■ **COMPITO DA SVOLGERE**: Secondo il testo sulle nanoparticelle per le malattie autoimmuni del fegato, chi coordina il team del Mario Negri di Milano?

─── ESTRATTO DELLA FONTE ───

Le nanoparticelle smart ed eco-friendly per curare le malattie autoimmuni del fegato vincono i 100.000 euro del primo premio dell’Open Accelerator di Zambon Group
Immaginate delle nanoparticelle smart e green e caricatele con un farmaco: lo porteranno dove serve, ne rilasceranno quanto serve, e non avranno effetti collaterali, perché sono biodegradabili e biocompatibili e non hanno residui.
Sono le nanoparticelle che serviranno a curare le malattie autoimmuni del fegato (ad esempio, la epatite autoimmune e la colangite biliare primitiva) e hanno vinto la seconda edizione di Open Accelerator, il fast-track accelerator program di Zambon Group.
I due scienziati che hanno avuto l’idea e l’hanno realizzata hanno dichiarato: “La nostra innovazione potrà cambiare la vita di tutte le persone che soffrono di malattie autoimmuni ed infiammatorie del fegato e che con le cure di oggi sono costrette ad assumere alti dosaggi di farmaci per riuscire a controllare la malattia, ma a costo di molti ed importanti effetti collaterali”.
Il progetto si inserisce in una collaborazione pluriennale tra Margherita Morpurgo (chimico-farmaceutica esperta di drug delivery dell’Università di Padova), Pietro Invernizzi (direttore dell’Unità operativa complessa di gastroenterologia della ASST di Monza, esperto internazionale di patologie autoimmuni del fegato dell’Università Milano-Bicocca) e il team del Mario Negri di Milano coordinato dal nanobiologo Paolo Bigini. Nel team padovano che ha contribuito al successo, ci sono anche Elisabetta Casarin per la parte tecnologica e Chiara Tamburini, Elena Pigato, Davide Merlin e Paolo Gubitta per la parte manageriale.

─── DATI FORNITI ───

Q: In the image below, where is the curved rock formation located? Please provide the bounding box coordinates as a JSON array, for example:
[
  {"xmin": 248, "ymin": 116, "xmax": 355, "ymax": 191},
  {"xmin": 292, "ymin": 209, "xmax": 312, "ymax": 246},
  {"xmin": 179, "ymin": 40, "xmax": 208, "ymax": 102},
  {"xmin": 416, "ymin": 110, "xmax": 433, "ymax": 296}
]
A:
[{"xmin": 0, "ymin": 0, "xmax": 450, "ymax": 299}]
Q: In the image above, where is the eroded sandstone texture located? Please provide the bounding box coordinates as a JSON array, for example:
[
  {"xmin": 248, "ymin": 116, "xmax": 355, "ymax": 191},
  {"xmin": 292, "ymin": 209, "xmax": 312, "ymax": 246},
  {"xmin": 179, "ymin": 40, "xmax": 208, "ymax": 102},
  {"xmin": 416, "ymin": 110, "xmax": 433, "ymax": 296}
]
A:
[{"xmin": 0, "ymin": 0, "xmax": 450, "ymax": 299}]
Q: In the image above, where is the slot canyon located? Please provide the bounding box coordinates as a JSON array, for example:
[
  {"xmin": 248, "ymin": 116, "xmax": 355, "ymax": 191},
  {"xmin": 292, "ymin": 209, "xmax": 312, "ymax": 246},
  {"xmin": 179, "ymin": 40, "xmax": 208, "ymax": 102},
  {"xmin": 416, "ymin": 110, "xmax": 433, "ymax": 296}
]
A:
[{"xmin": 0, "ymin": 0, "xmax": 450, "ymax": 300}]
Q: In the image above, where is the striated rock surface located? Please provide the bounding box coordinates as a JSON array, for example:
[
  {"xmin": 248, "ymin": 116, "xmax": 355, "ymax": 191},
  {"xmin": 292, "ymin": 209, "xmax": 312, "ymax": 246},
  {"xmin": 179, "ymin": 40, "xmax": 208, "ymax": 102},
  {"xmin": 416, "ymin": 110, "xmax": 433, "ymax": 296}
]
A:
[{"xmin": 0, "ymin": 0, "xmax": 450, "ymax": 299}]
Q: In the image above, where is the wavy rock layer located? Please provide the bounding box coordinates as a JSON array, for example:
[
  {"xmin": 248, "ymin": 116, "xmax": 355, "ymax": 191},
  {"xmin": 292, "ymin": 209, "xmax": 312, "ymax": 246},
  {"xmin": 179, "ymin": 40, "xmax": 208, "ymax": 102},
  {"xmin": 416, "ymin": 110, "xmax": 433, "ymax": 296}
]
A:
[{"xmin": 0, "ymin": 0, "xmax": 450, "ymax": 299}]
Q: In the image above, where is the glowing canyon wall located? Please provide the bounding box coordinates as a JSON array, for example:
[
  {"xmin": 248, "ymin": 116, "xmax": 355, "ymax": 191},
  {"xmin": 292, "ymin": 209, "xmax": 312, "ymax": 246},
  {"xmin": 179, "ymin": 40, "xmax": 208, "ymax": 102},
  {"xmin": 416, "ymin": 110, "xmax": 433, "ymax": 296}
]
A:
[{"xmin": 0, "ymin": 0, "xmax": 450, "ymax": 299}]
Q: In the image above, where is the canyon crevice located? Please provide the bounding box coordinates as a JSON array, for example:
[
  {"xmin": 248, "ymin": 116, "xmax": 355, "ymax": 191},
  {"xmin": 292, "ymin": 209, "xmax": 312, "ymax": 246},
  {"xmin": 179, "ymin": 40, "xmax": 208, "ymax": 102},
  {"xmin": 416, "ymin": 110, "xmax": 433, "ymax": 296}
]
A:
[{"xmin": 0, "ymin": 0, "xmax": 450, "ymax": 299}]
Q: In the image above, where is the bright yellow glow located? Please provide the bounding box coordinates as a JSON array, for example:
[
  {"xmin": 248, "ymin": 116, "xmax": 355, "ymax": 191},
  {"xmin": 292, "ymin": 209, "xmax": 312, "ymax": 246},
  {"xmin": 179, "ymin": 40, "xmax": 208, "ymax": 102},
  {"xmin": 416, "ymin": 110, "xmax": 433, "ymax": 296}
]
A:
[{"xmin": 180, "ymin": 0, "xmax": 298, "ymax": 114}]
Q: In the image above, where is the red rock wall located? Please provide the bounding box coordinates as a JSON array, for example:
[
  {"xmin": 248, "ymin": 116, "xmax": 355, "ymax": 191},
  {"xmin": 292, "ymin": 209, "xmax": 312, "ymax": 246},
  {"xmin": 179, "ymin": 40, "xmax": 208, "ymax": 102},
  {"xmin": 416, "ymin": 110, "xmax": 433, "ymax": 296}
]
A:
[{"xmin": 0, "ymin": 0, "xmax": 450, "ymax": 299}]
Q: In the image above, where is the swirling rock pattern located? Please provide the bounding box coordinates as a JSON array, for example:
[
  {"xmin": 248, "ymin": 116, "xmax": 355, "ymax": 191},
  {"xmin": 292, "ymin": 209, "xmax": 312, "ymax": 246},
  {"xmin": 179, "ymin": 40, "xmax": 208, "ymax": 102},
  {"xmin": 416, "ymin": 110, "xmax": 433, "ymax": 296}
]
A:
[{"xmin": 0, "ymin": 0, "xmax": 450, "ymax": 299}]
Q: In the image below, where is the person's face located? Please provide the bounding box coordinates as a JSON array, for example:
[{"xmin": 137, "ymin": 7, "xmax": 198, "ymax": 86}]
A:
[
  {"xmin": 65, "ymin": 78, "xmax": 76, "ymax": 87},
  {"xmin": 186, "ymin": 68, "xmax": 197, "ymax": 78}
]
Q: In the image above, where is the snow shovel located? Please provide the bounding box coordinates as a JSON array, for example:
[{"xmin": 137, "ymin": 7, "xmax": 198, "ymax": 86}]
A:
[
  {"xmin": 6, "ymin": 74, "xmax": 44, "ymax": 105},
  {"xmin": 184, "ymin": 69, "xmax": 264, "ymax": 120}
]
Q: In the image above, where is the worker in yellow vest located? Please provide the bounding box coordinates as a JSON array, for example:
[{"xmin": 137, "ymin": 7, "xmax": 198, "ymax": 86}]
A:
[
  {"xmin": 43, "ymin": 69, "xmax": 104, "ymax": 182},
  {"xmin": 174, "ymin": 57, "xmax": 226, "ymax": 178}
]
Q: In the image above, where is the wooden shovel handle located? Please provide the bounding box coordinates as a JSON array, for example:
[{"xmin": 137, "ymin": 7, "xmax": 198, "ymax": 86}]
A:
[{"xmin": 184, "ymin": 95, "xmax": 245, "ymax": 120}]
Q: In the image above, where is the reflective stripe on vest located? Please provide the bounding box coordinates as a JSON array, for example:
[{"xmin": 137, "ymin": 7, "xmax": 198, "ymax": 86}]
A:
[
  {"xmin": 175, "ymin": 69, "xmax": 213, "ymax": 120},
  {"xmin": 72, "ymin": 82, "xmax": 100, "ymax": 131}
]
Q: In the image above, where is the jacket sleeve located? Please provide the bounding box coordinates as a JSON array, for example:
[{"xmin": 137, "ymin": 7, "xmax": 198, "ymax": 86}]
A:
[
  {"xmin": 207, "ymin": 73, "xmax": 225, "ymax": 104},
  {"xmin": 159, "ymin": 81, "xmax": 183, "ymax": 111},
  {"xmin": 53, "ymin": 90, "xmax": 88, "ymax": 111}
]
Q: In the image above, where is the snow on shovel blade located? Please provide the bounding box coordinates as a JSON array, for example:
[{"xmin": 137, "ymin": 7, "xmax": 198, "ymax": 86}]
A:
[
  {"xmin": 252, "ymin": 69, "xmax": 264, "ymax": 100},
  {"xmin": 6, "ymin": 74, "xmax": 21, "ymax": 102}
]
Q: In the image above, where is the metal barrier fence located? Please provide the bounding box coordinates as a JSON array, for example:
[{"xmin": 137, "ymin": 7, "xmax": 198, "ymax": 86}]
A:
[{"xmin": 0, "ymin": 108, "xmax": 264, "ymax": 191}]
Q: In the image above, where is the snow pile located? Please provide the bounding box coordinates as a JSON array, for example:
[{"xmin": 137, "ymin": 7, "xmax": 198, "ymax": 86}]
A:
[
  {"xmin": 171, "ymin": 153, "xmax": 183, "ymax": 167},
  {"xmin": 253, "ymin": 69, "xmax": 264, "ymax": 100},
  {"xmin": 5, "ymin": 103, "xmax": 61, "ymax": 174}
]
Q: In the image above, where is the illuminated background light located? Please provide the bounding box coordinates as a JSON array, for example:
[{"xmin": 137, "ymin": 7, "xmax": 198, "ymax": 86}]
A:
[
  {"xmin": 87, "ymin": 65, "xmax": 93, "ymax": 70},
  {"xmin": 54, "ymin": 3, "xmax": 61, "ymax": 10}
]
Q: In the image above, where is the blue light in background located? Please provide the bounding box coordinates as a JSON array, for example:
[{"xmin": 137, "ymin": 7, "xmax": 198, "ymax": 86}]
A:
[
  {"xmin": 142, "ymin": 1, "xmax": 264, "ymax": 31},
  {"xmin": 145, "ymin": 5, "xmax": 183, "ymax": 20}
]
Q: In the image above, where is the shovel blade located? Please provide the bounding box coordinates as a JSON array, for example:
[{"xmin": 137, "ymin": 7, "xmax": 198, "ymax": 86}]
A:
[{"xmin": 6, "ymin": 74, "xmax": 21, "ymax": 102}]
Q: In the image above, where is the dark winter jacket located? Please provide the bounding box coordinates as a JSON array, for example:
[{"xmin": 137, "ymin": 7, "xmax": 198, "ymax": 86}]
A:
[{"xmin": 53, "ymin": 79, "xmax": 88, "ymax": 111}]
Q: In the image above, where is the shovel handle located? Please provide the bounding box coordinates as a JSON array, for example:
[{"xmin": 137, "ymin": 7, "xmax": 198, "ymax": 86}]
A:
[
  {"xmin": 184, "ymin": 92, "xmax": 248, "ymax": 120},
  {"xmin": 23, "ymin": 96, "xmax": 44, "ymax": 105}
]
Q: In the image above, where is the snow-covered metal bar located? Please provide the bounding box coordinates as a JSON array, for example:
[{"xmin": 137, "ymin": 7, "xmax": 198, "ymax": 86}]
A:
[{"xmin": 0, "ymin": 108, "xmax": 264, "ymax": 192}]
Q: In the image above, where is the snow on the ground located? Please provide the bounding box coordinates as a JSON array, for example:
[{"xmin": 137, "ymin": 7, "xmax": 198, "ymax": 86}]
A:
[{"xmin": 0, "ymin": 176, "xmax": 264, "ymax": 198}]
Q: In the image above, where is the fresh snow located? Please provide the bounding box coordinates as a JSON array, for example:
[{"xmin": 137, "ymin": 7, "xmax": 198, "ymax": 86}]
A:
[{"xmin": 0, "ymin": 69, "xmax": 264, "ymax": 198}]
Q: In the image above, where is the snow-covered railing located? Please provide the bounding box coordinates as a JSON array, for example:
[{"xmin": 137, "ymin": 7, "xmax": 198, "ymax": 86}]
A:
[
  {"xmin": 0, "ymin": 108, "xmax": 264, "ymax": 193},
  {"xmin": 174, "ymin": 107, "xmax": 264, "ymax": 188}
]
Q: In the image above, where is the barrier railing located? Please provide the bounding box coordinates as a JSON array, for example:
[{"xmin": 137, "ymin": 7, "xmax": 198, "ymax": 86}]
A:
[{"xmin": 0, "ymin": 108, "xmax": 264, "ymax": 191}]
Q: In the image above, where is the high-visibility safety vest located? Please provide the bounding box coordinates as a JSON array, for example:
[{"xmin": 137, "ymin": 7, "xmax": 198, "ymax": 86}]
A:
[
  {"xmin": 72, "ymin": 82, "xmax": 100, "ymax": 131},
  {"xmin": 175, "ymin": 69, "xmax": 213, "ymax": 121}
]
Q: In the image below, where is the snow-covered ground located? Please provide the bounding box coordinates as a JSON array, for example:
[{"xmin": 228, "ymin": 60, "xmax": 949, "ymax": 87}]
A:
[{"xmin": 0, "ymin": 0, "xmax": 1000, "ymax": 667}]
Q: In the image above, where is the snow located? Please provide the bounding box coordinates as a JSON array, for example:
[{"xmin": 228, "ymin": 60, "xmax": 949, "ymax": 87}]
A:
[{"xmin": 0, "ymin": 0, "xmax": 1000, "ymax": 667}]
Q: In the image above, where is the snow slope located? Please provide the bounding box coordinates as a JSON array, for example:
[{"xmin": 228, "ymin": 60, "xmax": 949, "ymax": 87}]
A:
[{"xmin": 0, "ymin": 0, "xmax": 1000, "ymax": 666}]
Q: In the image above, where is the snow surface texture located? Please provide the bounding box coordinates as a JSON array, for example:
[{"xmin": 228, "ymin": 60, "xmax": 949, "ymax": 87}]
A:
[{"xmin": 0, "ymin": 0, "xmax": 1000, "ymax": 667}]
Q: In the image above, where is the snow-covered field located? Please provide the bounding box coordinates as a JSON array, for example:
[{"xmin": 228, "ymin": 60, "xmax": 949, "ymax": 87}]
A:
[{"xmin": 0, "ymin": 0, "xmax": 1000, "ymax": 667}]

───

■ **RISPOSTA ALL'ESERCIZIO**: Il nanobiologo Paolo Bigini.